Stored dataset items
>>>
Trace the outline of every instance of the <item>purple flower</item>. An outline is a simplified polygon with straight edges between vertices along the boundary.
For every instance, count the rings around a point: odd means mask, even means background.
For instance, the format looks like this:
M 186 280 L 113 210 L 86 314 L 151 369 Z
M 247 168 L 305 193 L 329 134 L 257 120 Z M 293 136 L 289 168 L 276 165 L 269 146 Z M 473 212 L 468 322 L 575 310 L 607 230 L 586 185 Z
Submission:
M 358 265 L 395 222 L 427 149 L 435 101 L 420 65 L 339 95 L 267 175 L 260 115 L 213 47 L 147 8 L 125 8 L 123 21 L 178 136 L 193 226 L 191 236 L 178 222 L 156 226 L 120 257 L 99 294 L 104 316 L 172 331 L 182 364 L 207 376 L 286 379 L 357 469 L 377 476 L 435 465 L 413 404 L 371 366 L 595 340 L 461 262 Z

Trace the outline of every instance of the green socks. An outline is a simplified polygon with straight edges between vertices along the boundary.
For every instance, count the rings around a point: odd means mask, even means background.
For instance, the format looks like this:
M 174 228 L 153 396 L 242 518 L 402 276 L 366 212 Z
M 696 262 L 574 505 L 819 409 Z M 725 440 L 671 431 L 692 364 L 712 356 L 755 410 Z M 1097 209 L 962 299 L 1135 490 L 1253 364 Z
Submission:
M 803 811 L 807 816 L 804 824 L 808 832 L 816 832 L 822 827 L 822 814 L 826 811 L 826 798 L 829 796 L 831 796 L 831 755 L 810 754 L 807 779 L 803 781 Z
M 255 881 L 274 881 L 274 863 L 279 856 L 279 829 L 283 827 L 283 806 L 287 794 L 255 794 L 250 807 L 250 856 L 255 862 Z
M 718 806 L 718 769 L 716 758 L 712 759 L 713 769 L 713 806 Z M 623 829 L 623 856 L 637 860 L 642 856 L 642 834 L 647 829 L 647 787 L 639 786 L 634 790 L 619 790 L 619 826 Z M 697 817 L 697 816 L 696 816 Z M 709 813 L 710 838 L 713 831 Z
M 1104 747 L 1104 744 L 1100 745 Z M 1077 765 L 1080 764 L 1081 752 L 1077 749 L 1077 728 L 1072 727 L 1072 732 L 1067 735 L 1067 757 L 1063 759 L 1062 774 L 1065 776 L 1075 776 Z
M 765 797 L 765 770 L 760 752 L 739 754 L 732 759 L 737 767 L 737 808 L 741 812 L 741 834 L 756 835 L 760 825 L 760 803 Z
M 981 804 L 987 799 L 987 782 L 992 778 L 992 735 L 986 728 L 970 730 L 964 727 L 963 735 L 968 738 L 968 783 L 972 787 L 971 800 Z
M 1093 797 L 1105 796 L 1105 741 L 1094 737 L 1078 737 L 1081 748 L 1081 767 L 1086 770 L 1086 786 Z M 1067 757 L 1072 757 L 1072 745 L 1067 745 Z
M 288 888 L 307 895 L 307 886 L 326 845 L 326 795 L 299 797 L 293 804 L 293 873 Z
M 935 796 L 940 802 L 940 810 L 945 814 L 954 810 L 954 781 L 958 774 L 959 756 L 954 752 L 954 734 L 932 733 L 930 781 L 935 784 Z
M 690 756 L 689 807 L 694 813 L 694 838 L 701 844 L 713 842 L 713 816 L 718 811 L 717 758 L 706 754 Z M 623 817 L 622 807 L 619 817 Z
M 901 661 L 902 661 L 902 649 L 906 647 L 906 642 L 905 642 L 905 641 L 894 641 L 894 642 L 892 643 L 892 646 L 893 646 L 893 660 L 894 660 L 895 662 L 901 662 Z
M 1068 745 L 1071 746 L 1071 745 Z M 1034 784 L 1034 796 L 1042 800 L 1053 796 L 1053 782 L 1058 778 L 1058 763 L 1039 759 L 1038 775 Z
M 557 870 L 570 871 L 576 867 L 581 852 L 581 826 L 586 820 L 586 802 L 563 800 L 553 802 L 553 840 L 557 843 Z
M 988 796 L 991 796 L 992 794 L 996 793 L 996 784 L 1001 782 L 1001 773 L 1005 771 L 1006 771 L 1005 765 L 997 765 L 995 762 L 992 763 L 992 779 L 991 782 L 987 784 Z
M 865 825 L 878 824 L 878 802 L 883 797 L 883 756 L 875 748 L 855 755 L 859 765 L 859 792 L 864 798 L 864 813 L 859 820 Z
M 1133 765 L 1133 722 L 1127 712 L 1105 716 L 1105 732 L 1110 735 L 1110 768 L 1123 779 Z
<<<
WHAT TO PRODUCE ▸ Work through the entries, filtering for the string "polygon", and copy each line that holds it.

OUTPUT FOR THIS TASK ▸
Trace the outline of every instance of the <item>purple flower</item>. An outline is a simplified polygon with straight edges between vertices along the boundary.
Trace the outline of every instance of the green socks. An outline is a simplified polygon with straight edges between vertices along the boundary.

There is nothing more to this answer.